====== Text segment ======

At 2.45am in the dark, wet Roman morning, Australian cardinal George Pell heard some very welcome words: “That concludes your evidence. Thank you, you won’t be required any further.”
After four consecutive late nights and more than 16 hours of intense questioning at the Quirinale Hotel, the unprecedented spectacle of a senior Curia figure being asked questions in Rome about the Catholic Church’s handling of historical clerical sex abuse cases was over.
Pell, prefect of the Secretariat of the Economy and one of the nine-man "privy council" of cardinals who regularly advise Pope Francis, has been giving evidence this week to the Australian Royal Commission Into Institutional Responses to Child Sex Abuse.
The 74-year-old cardinal claimed that, due to "heart-related" health problems, he was unable to travel to Australia. So the commission came to Rome instead, via a TV link-up in a downtown central hotel.
In evidence on Wednesday night and early Thursday, Pell reported that he had arranged for Pope Francis to be supplied with daily reports from the commission hearings. Like many others, Francis will probably want to know how the Australian church managed to so woefully mismanage a number of serial sex-abuser priests in the 1970s, ’80s and ’90s.
Pell has said that with regard to the diocese of Ballarat and the archdiocese of Melbourne, he was "kept in the dark" by his superiors, Bishop Ronald Mulkearns and Archbishop Frank Little. This week senior counsel for the commission Gail Furness called that claim "completely implausible".
“So we now have the education office deceiving you, and the archbishop deceiving you ... as well as Bishop Mulkearns and one or more of the consultors in the Ballarat diocese,” Furness said.
“That is correct,” Pell replied.

======

* [Short task] Reproduce the above news report on Cardinal George Pell's evidence to the royal commission verbatim, from its first word to its last.

====== Dataset records ======

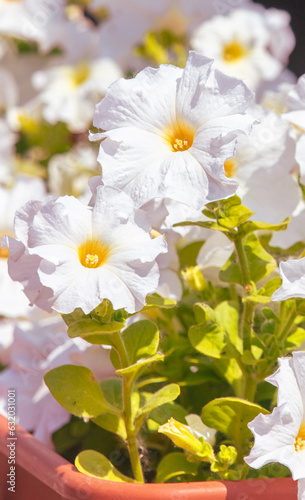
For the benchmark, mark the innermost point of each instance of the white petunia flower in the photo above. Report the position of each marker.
(7, 142)
(68, 173)
(295, 102)
(264, 168)
(13, 302)
(39, 346)
(293, 280)
(280, 436)
(68, 93)
(240, 44)
(40, 21)
(169, 131)
(70, 255)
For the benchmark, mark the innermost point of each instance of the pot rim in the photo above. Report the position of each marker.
(54, 471)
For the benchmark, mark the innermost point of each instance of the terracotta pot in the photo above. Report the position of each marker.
(41, 474)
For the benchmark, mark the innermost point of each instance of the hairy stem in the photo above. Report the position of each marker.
(128, 411)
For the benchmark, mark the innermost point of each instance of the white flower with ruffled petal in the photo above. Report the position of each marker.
(280, 436)
(240, 45)
(70, 255)
(68, 92)
(169, 131)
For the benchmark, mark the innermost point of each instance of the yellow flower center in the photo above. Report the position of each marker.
(299, 443)
(4, 252)
(233, 51)
(80, 73)
(180, 136)
(93, 253)
(230, 167)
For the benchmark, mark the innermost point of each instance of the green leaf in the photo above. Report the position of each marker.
(84, 327)
(231, 416)
(162, 414)
(77, 390)
(251, 226)
(260, 262)
(112, 423)
(204, 313)
(173, 465)
(164, 395)
(296, 339)
(94, 464)
(158, 301)
(141, 340)
(205, 224)
(113, 390)
(136, 369)
(208, 338)
(227, 315)
(188, 254)
(263, 296)
(234, 216)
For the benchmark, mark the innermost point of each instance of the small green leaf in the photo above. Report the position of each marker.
(113, 390)
(227, 315)
(260, 262)
(173, 465)
(209, 339)
(163, 413)
(85, 327)
(251, 226)
(296, 339)
(78, 391)
(158, 301)
(231, 416)
(136, 369)
(205, 224)
(234, 216)
(95, 464)
(188, 254)
(204, 313)
(112, 423)
(164, 395)
(141, 340)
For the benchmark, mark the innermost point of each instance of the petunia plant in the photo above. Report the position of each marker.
(191, 354)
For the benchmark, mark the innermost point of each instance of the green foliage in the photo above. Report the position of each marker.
(173, 465)
(77, 390)
(95, 464)
(165, 395)
(231, 416)
(260, 262)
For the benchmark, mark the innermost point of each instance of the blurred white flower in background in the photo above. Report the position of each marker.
(169, 132)
(39, 346)
(70, 255)
(280, 436)
(241, 43)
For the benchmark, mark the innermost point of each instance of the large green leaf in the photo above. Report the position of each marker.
(77, 390)
(260, 262)
(231, 416)
(164, 395)
(112, 423)
(251, 226)
(141, 340)
(95, 464)
(173, 465)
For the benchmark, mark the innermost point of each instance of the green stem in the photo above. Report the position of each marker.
(286, 329)
(247, 318)
(246, 325)
(128, 413)
(245, 273)
(131, 433)
(250, 388)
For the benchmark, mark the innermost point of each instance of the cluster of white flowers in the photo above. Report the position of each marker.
(172, 140)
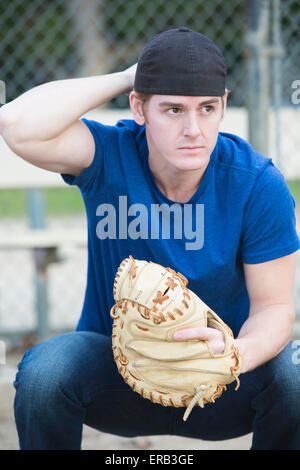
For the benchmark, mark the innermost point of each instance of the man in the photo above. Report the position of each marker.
(241, 260)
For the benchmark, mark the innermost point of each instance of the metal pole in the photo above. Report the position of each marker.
(258, 74)
(36, 210)
(277, 87)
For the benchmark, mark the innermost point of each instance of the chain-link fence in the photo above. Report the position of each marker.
(45, 40)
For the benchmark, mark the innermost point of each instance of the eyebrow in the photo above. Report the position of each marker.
(165, 104)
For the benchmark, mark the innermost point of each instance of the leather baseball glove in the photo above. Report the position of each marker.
(152, 303)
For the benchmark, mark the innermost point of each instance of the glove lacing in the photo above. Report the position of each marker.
(200, 391)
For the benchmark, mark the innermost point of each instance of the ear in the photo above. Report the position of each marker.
(137, 108)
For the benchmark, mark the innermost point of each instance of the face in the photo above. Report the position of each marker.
(181, 130)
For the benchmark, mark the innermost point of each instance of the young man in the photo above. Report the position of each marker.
(240, 259)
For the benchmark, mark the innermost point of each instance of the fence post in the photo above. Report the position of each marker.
(36, 211)
(258, 74)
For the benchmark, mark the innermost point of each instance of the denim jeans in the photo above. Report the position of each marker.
(71, 380)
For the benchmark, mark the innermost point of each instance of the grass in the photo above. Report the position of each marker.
(58, 202)
(68, 201)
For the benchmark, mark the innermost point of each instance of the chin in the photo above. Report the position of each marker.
(192, 163)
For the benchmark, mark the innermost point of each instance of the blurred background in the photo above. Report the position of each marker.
(42, 222)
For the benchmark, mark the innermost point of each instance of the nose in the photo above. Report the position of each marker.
(191, 125)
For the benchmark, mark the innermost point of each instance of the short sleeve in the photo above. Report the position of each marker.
(269, 227)
(91, 177)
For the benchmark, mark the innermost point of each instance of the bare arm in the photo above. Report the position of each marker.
(271, 318)
(42, 125)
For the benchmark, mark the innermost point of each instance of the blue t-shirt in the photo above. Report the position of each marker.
(242, 212)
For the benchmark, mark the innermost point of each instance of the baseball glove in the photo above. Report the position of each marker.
(152, 302)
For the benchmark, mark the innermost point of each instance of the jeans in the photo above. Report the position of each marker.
(71, 380)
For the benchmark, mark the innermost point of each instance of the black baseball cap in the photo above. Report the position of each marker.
(181, 62)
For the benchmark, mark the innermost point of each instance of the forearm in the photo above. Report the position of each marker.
(45, 111)
(264, 334)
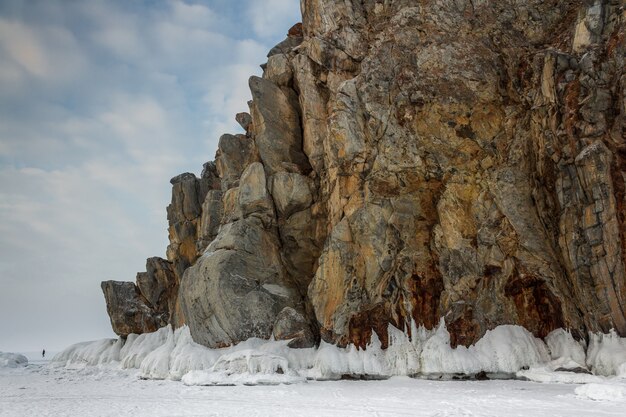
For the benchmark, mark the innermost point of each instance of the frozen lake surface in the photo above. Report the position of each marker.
(39, 390)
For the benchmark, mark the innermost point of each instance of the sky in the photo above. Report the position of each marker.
(101, 103)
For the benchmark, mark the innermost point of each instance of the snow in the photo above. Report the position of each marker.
(166, 373)
(606, 353)
(561, 344)
(12, 360)
(602, 392)
(102, 391)
(504, 351)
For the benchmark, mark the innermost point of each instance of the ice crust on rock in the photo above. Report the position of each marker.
(12, 360)
(602, 392)
(606, 353)
(172, 354)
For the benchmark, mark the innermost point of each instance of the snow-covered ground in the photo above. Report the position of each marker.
(38, 390)
(166, 374)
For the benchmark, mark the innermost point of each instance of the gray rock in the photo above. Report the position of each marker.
(237, 288)
(277, 128)
(128, 310)
(291, 193)
(291, 325)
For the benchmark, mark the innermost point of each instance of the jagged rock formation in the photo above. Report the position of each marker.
(410, 160)
(147, 305)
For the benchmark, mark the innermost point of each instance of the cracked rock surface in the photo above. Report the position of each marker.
(410, 160)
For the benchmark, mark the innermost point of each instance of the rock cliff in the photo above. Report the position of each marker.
(409, 160)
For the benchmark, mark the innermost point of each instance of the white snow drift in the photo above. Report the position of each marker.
(511, 350)
(12, 360)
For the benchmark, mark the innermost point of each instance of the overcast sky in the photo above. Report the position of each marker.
(101, 103)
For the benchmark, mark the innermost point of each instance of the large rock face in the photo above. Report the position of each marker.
(411, 160)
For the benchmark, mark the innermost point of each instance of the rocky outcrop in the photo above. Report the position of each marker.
(406, 161)
(146, 306)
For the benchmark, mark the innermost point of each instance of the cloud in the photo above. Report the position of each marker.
(45, 52)
(101, 103)
(272, 18)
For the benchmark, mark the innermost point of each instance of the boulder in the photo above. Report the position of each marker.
(128, 309)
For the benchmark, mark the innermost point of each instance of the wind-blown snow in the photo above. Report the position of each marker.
(12, 360)
(508, 349)
(602, 392)
(606, 353)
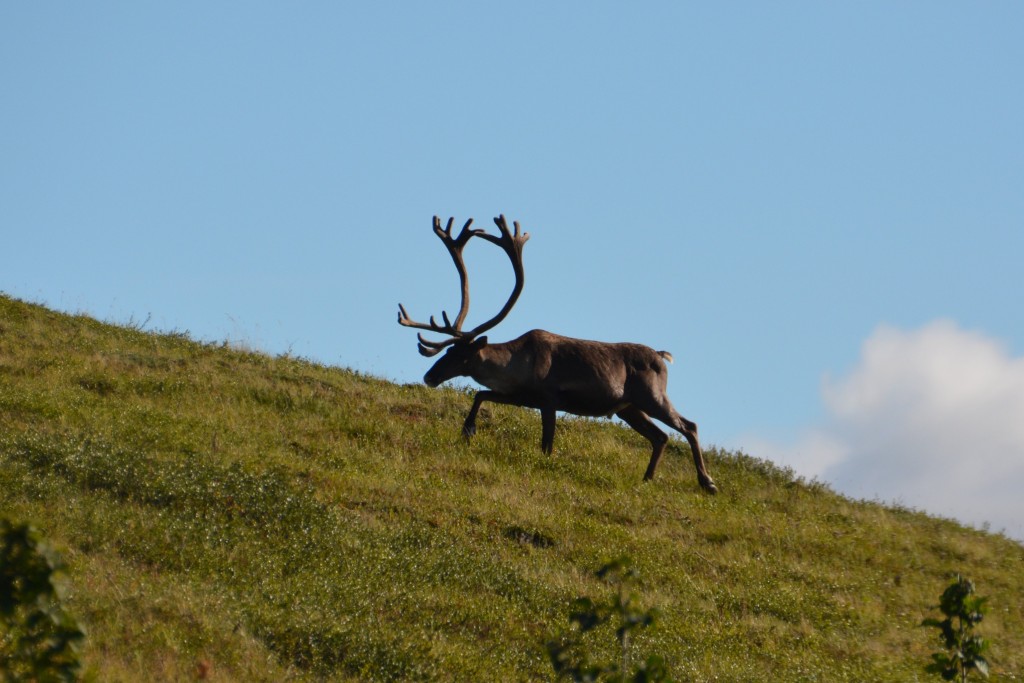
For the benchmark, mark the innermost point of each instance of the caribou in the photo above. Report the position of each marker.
(549, 372)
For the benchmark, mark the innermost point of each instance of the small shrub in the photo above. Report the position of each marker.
(568, 653)
(38, 640)
(963, 610)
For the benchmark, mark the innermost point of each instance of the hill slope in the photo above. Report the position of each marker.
(227, 515)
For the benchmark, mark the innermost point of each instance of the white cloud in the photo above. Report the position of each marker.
(932, 419)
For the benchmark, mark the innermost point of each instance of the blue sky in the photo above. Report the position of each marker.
(771, 191)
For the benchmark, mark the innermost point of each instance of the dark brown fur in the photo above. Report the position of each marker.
(551, 373)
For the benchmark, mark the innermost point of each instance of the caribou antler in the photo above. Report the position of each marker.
(512, 245)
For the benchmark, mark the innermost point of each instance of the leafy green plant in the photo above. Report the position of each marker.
(964, 648)
(38, 639)
(569, 654)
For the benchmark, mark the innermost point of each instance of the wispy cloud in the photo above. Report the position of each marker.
(932, 419)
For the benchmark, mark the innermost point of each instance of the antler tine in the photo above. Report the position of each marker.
(512, 244)
(454, 330)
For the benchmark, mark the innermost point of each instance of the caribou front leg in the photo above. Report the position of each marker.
(469, 427)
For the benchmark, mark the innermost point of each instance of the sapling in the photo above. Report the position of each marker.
(964, 648)
(38, 639)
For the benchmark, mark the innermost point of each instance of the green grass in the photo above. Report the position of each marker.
(230, 516)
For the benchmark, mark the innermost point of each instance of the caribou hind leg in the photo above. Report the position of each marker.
(665, 412)
(636, 418)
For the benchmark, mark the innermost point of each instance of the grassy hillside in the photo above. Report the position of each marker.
(231, 516)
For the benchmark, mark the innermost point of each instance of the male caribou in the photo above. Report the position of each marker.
(548, 372)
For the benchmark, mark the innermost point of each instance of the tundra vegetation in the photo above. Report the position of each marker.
(226, 515)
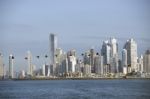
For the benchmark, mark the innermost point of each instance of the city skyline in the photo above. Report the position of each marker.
(79, 25)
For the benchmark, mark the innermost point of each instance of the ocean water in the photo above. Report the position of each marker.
(75, 89)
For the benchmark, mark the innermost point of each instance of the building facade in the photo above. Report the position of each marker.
(131, 47)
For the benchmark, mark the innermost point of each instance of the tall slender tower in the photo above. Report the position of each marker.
(1, 66)
(146, 61)
(131, 48)
(114, 55)
(30, 66)
(11, 63)
(53, 46)
(106, 53)
(124, 61)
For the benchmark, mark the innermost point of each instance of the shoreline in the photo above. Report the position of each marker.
(80, 79)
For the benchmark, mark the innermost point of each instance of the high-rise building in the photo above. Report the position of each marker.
(53, 46)
(92, 56)
(114, 55)
(1, 66)
(131, 48)
(124, 61)
(46, 70)
(140, 64)
(98, 63)
(30, 65)
(11, 66)
(106, 53)
(71, 64)
(146, 62)
(58, 60)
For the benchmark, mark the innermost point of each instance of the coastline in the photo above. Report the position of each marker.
(130, 78)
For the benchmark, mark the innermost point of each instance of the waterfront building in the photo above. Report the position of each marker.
(124, 61)
(98, 63)
(11, 66)
(92, 56)
(46, 70)
(1, 67)
(87, 70)
(114, 56)
(146, 62)
(71, 64)
(131, 48)
(53, 46)
(30, 65)
(140, 64)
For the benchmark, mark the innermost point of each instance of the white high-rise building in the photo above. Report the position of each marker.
(124, 61)
(53, 46)
(131, 48)
(1, 66)
(114, 55)
(71, 64)
(146, 62)
(11, 66)
(30, 65)
(140, 64)
(98, 63)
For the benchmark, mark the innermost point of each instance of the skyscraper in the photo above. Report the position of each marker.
(131, 48)
(1, 66)
(114, 55)
(146, 62)
(124, 61)
(92, 55)
(98, 63)
(30, 65)
(11, 66)
(53, 46)
(106, 53)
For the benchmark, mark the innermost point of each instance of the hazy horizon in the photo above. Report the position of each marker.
(26, 25)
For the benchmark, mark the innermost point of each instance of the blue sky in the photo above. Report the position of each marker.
(79, 24)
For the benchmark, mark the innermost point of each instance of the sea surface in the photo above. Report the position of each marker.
(75, 89)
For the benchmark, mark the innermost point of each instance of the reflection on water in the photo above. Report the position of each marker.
(75, 89)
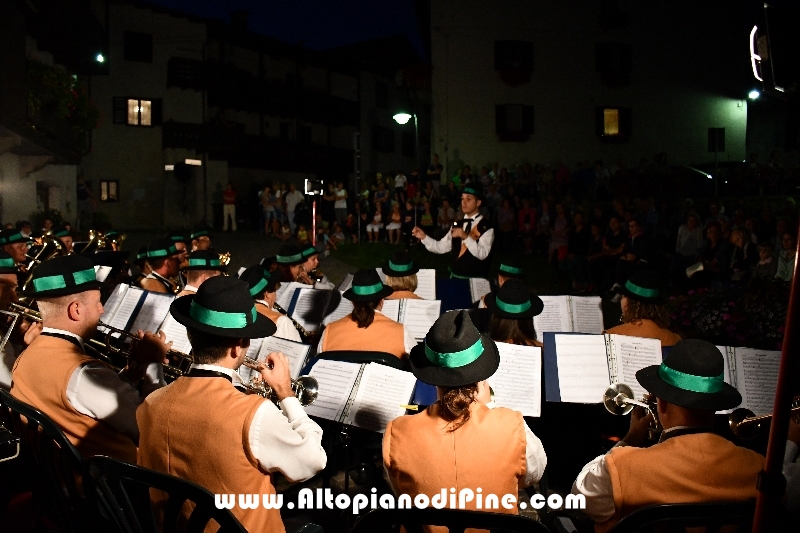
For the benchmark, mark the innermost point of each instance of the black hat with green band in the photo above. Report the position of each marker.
(514, 300)
(400, 265)
(290, 254)
(644, 285)
(7, 265)
(367, 287)
(691, 376)
(454, 353)
(204, 260)
(61, 276)
(222, 306)
(510, 268)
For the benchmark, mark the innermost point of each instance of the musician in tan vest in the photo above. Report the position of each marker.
(461, 441)
(643, 313)
(201, 428)
(200, 266)
(690, 463)
(262, 286)
(85, 397)
(164, 261)
(366, 329)
(401, 276)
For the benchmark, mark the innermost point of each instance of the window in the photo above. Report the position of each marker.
(613, 123)
(513, 122)
(109, 191)
(137, 111)
(138, 46)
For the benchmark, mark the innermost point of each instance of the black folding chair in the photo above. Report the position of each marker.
(455, 520)
(124, 491)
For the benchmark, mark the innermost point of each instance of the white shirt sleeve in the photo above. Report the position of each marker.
(287, 440)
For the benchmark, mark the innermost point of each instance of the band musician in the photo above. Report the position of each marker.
(93, 404)
(203, 429)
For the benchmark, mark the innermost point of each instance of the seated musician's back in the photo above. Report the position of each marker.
(690, 464)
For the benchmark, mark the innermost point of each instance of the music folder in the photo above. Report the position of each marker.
(368, 396)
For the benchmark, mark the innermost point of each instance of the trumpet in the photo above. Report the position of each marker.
(745, 424)
(618, 400)
(305, 388)
(179, 362)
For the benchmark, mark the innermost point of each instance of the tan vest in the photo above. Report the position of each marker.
(383, 335)
(648, 329)
(702, 467)
(399, 295)
(197, 429)
(423, 457)
(41, 375)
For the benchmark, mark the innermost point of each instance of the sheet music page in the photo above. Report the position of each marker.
(554, 317)
(336, 380)
(757, 378)
(419, 316)
(582, 367)
(478, 288)
(391, 309)
(633, 354)
(587, 314)
(153, 312)
(382, 395)
(426, 284)
(517, 382)
(176, 332)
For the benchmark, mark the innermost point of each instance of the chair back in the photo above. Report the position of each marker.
(456, 521)
(124, 491)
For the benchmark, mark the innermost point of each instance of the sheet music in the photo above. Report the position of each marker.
(555, 317)
(517, 382)
(336, 380)
(757, 378)
(176, 332)
(426, 284)
(587, 314)
(632, 354)
(478, 288)
(582, 367)
(153, 312)
(382, 395)
(419, 316)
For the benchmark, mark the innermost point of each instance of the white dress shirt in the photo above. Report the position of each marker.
(286, 329)
(479, 249)
(97, 391)
(282, 440)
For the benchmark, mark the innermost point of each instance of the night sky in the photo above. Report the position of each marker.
(319, 24)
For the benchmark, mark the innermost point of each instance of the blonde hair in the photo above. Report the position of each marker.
(406, 283)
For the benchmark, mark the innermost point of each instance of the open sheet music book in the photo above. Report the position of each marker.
(579, 368)
(754, 373)
(259, 349)
(368, 396)
(563, 314)
(517, 382)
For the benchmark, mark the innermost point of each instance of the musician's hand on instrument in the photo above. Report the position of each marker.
(276, 374)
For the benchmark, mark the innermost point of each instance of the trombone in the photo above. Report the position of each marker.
(305, 388)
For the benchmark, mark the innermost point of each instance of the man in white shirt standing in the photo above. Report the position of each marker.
(470, 241)
(201, 428)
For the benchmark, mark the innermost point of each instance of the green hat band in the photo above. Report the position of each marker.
(220, 319)
(641, 291)
(401, 268)
(512, 308)
(510, 269)
(690, 382)
(259, 287)
(454, 359)
(367, 290)
(50, 283)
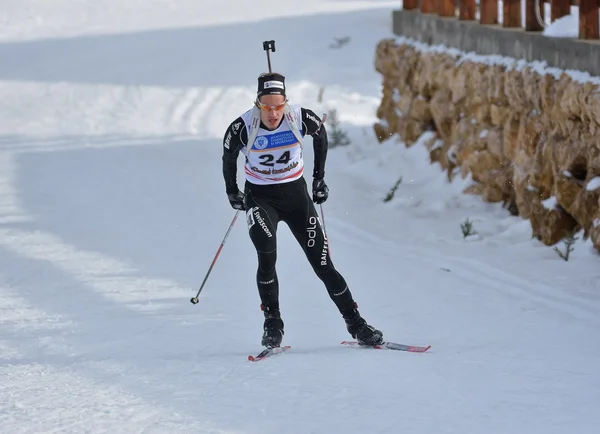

======

* [Response]
At 2.45am in the dark, wet Roman morning, Australian cardinal George Pell heard some very welcome words: “That concludes your evidence. Thank you, you won’t be required any further.”
After four consecutive late nights and more than 16 hours of intense questioning at the Quirinale Hotel, the unprecedented spectacle of a senior Curia figure being asked questions in Rome about the Catholic Church’s handling of historical clerical sex abuse cases was over.
Pell, prefect of the Secretariat of the Economy and one of the nine-man "privy council" of cardinals who regularly advise Pope Francis, has been giving evidence this week to the Australian Royal Commission Into Institutional Responses to Child Sex Abuse.
The 74-year-old cardinal claimed that, due to "heart-related" health problems, he was unable to travel to Australia. So the commission came to Rome instead, via a TV link-up in a downtown central hotel.
In evidence on Wednesday night and early Thursday, Pell reported that he had arranged for Pope Francis to be supplied with daily reports from the commission hearings. Like many others, Francis will probably want to know how the Australian church managed to so woefully mismanage a number of serial sex-abuser priests in the 1970s, ’80s and ’90s.
Pell has said that with regard to the diocese of Ballarat and the archdiocese of Melbourne, he was "kept in the dark" by his superiors, Bishop Ronald Mulkearns and Archbishop Frank Little. This week senior counsel for the commission Gail Furness called that claim "completely implausible".
“So we now have the education office deceiving you, and the archbishop deceiving you ... as well as Bishop Mulkearns and one or more of the consultors in the Ballarat diocese,” Furness said.
“That is correct,” Pell replied.